**Directive a**
State how many lines of the records contain the string "metal". Provide only the number.

--- START Selected excerpt ---

A lot of us will remember having stumbled upon a hilarious manga about a yakuza-turned-househusband’s peaceful yet eventful daily life. Gokushufudou (The Way of the Househusband) has been running since 2018, spanning seven volumes. When the announcement for the anime was made, fans everywhere were excited to see one of the funniest manga titles in recent times make it to our screens. Soon after it dropped on Netflix; however, excitement turned into outrage when the animation was quoted by many to be “bad”, a “PowerPoint presentation”, among other comments.
Many platforms have taken to the narrative of Gokushufudou’s “bad” animation; however, if you know a little more about anime than the next person, you’ll realise why the outrage is uncalled for, and if you do a little research, you’ll come to understand why Gokushufudou’s animation is not only good, but the perfect way to elevate THIS story. Now, before you start foaming at the mouth, here is why Gokushufudou the anime is brilliant and deserves the renewal it’s getting at Netflix.
Boss, What About Genres??

--- END Selected excerpt ---
--- START Records shown ---

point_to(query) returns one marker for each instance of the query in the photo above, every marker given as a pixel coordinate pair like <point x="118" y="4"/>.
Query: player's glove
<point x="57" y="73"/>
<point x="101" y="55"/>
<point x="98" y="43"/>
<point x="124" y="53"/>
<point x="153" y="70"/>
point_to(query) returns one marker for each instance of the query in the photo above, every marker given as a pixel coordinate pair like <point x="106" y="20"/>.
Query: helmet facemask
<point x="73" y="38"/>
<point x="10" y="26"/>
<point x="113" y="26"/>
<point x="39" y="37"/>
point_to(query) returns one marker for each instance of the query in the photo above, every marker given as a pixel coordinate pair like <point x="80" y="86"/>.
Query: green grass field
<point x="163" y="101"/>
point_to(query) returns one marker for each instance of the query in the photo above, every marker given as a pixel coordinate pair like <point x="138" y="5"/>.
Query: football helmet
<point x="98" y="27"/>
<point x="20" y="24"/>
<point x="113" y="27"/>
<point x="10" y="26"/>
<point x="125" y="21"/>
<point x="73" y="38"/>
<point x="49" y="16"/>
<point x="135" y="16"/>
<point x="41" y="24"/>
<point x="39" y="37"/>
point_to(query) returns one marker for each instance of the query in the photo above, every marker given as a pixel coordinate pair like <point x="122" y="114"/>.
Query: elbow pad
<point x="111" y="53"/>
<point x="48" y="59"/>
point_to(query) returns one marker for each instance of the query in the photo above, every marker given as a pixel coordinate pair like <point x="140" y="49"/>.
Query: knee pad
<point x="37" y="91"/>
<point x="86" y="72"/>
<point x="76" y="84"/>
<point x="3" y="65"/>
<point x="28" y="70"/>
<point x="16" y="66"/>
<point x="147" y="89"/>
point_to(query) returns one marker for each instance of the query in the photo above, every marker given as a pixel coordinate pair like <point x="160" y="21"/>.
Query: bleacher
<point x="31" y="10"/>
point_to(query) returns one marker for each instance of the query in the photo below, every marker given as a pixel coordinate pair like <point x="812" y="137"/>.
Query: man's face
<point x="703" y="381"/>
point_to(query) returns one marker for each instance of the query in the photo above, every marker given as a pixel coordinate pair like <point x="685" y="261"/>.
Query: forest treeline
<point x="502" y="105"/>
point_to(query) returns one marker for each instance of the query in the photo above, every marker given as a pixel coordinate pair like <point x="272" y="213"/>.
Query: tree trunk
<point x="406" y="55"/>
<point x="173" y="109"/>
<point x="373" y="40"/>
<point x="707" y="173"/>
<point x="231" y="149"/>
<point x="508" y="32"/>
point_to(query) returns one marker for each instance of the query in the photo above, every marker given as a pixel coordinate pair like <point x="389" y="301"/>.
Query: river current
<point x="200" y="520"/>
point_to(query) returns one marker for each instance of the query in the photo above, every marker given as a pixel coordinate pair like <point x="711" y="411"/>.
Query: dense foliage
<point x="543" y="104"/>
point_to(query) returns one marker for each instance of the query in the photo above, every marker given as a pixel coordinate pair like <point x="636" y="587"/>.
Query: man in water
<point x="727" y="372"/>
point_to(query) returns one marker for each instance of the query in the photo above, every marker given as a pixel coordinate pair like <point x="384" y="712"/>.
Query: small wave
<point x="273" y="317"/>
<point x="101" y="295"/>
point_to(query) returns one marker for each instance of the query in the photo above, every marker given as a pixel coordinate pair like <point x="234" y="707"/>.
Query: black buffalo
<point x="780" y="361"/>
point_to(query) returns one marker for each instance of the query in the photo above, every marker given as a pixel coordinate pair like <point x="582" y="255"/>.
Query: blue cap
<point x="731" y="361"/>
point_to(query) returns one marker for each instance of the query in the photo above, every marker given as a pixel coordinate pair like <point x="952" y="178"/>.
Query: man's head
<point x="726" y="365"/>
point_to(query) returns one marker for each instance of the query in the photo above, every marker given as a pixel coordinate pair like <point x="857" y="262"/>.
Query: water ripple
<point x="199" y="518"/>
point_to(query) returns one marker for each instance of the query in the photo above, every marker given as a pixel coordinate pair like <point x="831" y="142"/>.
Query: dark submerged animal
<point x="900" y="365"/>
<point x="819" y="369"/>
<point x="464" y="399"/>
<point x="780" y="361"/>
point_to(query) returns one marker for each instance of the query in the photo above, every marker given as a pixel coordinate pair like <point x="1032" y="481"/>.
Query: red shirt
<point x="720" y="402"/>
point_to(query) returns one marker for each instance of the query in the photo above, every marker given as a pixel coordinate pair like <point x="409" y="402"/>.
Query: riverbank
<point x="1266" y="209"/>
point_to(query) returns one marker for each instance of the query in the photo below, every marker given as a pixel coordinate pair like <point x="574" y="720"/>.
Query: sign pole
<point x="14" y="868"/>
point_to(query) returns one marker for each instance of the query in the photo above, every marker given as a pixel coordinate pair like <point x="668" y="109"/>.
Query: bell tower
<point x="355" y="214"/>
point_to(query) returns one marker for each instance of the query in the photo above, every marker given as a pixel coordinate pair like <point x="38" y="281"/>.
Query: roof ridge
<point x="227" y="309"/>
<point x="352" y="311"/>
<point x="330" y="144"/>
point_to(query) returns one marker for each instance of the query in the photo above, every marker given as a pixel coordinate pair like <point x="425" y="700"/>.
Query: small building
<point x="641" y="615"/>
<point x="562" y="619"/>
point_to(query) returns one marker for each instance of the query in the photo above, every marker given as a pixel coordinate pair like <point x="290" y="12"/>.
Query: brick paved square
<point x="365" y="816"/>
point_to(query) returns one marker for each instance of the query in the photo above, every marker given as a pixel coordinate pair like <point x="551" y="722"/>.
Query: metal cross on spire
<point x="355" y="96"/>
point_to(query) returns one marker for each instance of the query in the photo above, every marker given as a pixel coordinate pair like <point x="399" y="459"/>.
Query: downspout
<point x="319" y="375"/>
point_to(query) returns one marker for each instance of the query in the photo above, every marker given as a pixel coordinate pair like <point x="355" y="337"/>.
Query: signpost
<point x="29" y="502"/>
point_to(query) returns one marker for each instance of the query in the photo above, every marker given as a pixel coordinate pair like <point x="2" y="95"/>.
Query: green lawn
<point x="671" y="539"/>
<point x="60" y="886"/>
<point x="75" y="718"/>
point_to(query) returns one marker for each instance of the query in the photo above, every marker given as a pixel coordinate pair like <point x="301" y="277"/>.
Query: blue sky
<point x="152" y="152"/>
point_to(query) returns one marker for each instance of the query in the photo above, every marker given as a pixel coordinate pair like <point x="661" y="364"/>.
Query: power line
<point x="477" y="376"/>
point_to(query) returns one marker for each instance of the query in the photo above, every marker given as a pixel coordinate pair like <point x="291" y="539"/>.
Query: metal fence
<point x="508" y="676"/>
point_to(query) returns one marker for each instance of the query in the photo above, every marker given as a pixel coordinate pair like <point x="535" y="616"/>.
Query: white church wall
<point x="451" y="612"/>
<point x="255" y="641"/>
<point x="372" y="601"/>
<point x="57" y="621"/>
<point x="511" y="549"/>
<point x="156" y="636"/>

--- END Records shown ---

**Directive b**
According to the article on the Gokushufudou anime, how many volumes has the manga spanned?

**Written response a**
2

**Written response b**
Seven volumes.